Segmentation mask data:
____________________

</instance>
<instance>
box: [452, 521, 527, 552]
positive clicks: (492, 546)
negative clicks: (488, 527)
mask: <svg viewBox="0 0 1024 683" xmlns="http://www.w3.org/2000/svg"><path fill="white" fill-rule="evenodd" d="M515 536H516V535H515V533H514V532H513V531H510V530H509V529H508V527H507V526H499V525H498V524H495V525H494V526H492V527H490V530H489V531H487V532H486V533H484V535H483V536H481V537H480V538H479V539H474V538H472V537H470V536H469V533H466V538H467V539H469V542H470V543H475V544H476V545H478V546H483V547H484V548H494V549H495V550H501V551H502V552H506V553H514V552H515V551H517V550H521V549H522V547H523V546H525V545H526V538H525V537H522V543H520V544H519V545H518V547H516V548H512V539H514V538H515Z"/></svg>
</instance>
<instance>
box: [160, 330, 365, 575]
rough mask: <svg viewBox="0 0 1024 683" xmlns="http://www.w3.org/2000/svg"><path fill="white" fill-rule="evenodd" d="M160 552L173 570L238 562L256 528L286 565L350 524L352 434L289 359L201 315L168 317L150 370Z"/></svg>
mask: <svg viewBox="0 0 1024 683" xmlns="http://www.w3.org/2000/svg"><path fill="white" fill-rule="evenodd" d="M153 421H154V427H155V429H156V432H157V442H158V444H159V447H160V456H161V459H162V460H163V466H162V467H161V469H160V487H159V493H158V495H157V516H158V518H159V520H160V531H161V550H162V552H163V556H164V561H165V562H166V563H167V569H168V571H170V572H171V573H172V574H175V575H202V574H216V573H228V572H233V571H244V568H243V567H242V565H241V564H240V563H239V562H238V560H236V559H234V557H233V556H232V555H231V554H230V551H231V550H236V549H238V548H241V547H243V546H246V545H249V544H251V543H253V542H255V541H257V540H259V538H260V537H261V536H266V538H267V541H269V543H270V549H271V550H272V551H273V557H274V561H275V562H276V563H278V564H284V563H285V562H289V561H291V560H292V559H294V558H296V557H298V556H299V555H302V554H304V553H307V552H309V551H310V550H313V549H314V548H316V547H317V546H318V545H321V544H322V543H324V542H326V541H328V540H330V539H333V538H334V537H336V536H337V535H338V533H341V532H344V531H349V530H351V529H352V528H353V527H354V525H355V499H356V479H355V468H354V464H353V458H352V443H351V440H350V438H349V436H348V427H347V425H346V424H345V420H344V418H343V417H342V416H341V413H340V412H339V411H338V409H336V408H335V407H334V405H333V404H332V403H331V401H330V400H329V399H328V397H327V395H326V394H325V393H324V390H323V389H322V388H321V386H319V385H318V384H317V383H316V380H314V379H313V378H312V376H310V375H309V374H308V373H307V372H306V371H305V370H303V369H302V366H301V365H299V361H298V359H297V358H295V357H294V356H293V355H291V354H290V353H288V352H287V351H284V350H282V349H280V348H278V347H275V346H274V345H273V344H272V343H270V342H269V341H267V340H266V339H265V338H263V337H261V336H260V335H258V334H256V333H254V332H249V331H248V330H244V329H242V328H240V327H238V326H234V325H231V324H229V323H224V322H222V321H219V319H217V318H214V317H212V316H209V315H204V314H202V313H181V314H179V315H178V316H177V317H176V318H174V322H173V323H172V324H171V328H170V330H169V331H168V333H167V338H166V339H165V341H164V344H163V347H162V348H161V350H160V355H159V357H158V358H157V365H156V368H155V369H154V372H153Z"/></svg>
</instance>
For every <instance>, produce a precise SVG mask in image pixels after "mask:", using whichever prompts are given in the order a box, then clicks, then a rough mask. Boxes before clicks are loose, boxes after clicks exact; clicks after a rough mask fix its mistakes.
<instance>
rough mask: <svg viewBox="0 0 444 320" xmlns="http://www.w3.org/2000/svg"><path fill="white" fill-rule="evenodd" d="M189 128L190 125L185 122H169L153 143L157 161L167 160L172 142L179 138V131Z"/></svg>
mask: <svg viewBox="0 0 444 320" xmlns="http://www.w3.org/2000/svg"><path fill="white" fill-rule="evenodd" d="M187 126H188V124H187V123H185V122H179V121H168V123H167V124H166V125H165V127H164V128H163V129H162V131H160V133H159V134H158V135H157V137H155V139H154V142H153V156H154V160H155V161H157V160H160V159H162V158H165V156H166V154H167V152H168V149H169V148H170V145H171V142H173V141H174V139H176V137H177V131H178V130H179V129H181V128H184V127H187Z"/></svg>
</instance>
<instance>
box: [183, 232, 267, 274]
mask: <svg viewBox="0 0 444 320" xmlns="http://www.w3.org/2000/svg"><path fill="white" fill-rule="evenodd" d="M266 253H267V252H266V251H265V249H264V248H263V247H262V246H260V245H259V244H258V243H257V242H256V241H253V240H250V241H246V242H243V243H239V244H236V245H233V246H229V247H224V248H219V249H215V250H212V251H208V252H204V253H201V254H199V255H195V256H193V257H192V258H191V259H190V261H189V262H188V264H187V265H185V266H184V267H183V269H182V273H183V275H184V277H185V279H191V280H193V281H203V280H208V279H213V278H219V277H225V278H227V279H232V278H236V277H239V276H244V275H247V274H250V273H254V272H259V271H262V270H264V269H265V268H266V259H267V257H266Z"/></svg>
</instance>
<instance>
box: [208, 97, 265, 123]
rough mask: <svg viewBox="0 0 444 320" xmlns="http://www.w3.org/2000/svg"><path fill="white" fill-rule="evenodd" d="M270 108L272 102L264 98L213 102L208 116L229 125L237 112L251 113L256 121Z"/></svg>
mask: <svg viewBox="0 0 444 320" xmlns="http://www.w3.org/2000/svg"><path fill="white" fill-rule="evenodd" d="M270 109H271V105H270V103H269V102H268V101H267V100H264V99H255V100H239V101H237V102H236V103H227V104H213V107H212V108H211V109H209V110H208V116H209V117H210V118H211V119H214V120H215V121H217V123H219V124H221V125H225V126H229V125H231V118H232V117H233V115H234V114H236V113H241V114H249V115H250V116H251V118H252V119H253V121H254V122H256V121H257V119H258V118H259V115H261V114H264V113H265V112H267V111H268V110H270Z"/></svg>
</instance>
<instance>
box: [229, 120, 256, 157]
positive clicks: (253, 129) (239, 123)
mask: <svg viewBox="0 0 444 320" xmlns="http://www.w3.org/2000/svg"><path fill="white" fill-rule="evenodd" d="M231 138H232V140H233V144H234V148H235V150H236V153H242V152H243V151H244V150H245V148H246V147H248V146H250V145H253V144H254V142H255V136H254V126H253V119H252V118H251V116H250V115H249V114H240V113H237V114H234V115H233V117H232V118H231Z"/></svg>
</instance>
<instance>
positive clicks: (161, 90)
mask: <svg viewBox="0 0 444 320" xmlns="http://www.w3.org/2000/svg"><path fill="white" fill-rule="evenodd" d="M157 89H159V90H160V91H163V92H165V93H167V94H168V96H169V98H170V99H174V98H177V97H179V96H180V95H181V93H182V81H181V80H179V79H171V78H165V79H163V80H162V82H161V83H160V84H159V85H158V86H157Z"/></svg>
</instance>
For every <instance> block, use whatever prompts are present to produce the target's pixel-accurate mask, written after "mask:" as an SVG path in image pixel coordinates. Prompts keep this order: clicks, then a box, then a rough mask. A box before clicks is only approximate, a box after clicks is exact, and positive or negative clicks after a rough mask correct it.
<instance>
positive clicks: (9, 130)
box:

____________________

**Job item:**
With no line skipped, repeat the records exactly.

**Your solution:**
</instance>
<instance>
box: [452, 521, 527, 552]
positive clicks: (492, 546)
negative clicks: (488, 527)
mask: <svg viewBox="0 0 1024 683" xmlns="http://www.w3.org/2000/svg"><path fill="white" fill-rule="evenodd" d="M515 536H516V535H515V533H514V532H513V531H510V530H509V529H508V527H507V526H499V525H498V524H495V525H494V526H492V527H490V530H489V531H487V532H486V533H484V535H483V536H481V537H480V538H479V539H474V538H472V537H470V536H469V533H466V538H467V539H469V542H470V543H475V544H476V545H478V546H483V547H484V548H494V549H495V550H501V551H502V552H506V553H514V552H515V551H517V550H521V549H522V547H523V546H525V545H526V538H525V537H522V543H520V544H519V545H518V547H516V548H512V539H514V538H515Z"/></svg>
</instance>
<instance>
box: [160, 330, 365, 575]
rough mask: <svg viewBox="0 0 1024 683" xmlns="http://www.w3.org/2000/svg"><path fill="white" fill-rule="evenodd" d="M160 552L173 570L238 562L256 528L286 565L350 524L352 434L289 359L201 315L168 317L150 370Z"/></svg>
mask: <svg viewBox="0 0 1024 683" xmlns="http://www.w3.org/2000/svg"><path fill="white" fill-rule="evenodd" d="M153 421H154V427H155V429H156V432H157V442H158V444H159V447H160V456H161V459H162V460H163V466H162V467H161V469H160V487H159V493H158V495H157V516H158V518H159V520H160V531H161V550H162V552H163V556H164V561H165V562H166V563H167V569H168V571H170V572H171V573H172V574H175V575H202V574H216V573H228V572H233V571H244V568H243V567H242V565H241V564H240V563H239V562H238V560H236V559H234V557H233V556H232V555H231V554H230V551H231V550H236V549H238V548H241V547H243V546H246V545H249V544H251V543H253V542H255V541H257V540H259V538H260V537H261V536H266V538H267V541H269V543H270V549H271V550H272V551H273V557H274V561H275V562H276V563H278V564H284V563H285V562H289V561H291V560H292V559H294V558H296V557H298V556H299V555H302V554H304V553H307V552H309V551H310V550H313V549H314V548H316V547H317V546H318V545H321V544H322V543H324V542H326V541H328V540H330V539H333V538H334V537H336V536H337V535H338V533H341V532H344V531H349V530H351V529H352V528H353V527H354V525H355V499H356V479H355V468H354V464H353V458H352V443H351V440H350V438H349V436H348V427H347V425H346V424H345V420H344V418H343V417H342V416H341V413H340V412H339V411H338V409H336V408H335V407H334V405H333V404H332V403H331V401H330V400H329V399H328V397H327V395H326V394H325V393H324V390H323V389H322V388H321V386H319V385H318V384H317V383H316V380H314V379H313V378H312V376H310V375H309V374H308V373H307V372H306V371H305V370H303V369H302V366H301V365H299V361H298V359H297V358H295V357H294V356H293V355H291V354H290V353H288V352H287V351H284V350H282V349H280V348H278V347H275V346H274V345H273V344H272V343H270V342H269V341H267V340H266V339H265V338H263V337H261V336H260V335H258V334H256V333H254V332H249V331H248V330H244V329H242V328H240V327H238V326H234V325H231V324H229V323H224V322H222V321H219V319H217V318H214V317H212V316H209V315H204V314H202V313H181V314H179V315H178V316H177V317H176V318H174V322H173V323H172V324H171V328H170V330H169V331H168V333H167V338H166V339H165V341H164V344H163V347H162V348H161V350H160V355H159V357H158V358H157V365H156V368H155V369H154V372H153Z"/></svg>
</instance>
For every <instance>, produce a precise SVG mask in image pixels after "mask:", using whichever prompts are given in the order a box, then clicks, then a rough mask. Boxes before clicks are loose, boxes after clicks exact; clicks after a rough mask fix its mistakes.
<instance>
rough mask: <svg viewBox="0 0 444 320" xmlns="http://www.w3.org/2000/svg"><path fill="white" fill-rule="evenodd" d="M189 128L190 125L185 122H169L153 143L157 161L167 160L172 142L179 138V131Z"/></svg>
mask: <svg viewBox="0 0 444 320" xmlns="http://www.w3.org/2000/svg"><path fill="white" fill-rule="evenodd" d="M187 126H188V124H187V123H185V122H179V121H168V123H167V124H166V125H165V127H164V128H163V129H162V131H160V133H159V134H158V135H157V137H155V139H154V142H153V156H154V160H155V161H157V160H160V159H162V158H165V156H166V154H167V152H168V149H169V148H170V145H171V142H173V141H174V139H176V137H177V131H178V130H179V129H181V128H184V127H187Z"/></svg>
</instance>
<instance>
box: [183, 232, 267, 274]
mask: <svg viewBox="0 0 444 320" xmlns="http://www.w3.org/2000/svg"><path fill="white" fill-rule="evenodd" d="M266 253H267V252H266V251H265V249H264V248H263V247H262V246H260V245H259V244H258V243H257V242H256V241H253V240H250V241H246V242H243V243H239V244H236V245H233V246H229V247H224V248H219V249H215V250H212V251H208V252H204V253H201V254H199V255H195V256H193V257H192V258H191V259H190V261H189V262H188V264H187V265H185V266H184V267H183V269H182V273H183V275H184V277H185V279H191V280H193V281H203V280H208V279H213V278H219V277H225V278H227V279H232V278H236V277H239V276H244V275H247V274H250V273H254V272H259V271H262V270H264V269H265V268H266V259H267V257H266Z"/></svg>
</instance>
<instance>
box: [208, 97, 265, 123]
rough mask: <svg viewBox="0 0 444 320" xmlns="http://www.w3.org/2000/svg"><path fill="white" fill-rule="evenodd" d="M270 108L272 102L264 98L213 102L208 116L229 125L237 112L251 113L256 121Z"/></svg>
mask: <svg viewBox="0 0 444 320" xmlns="http://www.w3.org/2000/svg"><path fill="white" fill-rule="evenodd" d="M270 109H271V105H270V103H269V102H268V101H267V100H264V99H255V100H239V101H237V102H236V103H227V104H213V107H212V108H211V109H209V110H208V116H209V117H210V118H211V119H214V120H215V121H217V123H219V124H221V125H225V126H229V125H231V118H232V117H233V115H234V114H236V113H241V114H249V115H250V116H251V118H252V119H253V121H254V122H256V121H257V119H258V118H259V115H261V114H264V113H265V112H267V111H268V110H270Z"/></svg>
</instance>
<instance>
box: [229, 120, 256, 157]
positive clicks: (253, 129) (239, 123)
mask: <svg viewBox="0 0 444 320" xmlns="http://www.w3.org/2000/svg"><path fill="white" fill-rule="evenodd" d="M231 138H232V140H233V144H234V148H235V150H236V153H242V152H243V151H244V150H245V148H246V147H248V146H250V145H253V144H254V142H255V136H254V126H253V119H252V118H251V116H250V115H249V114H240V113H237V114H234V115H233V117H232V118H231Z"/></svg>
</instance>
<instance>
positive clicks: (161, 90)
mask: <svg viewBox="0 0 444 320" xmlns="http://www.w3.org/2000/svg"><path fill="white" fill-rule="evenodd" d="M157 89H159V90H160V91H163V92H165V93H167V94H168V96H169V98H170V99H174V98H177V97H179V96H180V95H181V93H182V81H181V80H179V79H171V78H165V79H163V80H162V82H161V83H160V84H159V85H158V86H157Z"/></svg>
</instance>
For every <instance> block, use whatever prompts are present to produce the target's pixel-accurate mask, written after "mask:" as an SVG path in image pixel coordinates. Prompts keep this order: clicks, then a box, then a rough mask. A box before clicks is only approximate, a box after clicks is exact, and positive or negative clicks after a rough mask correct it.
<instance>
positive clicks: (9, 130)
box:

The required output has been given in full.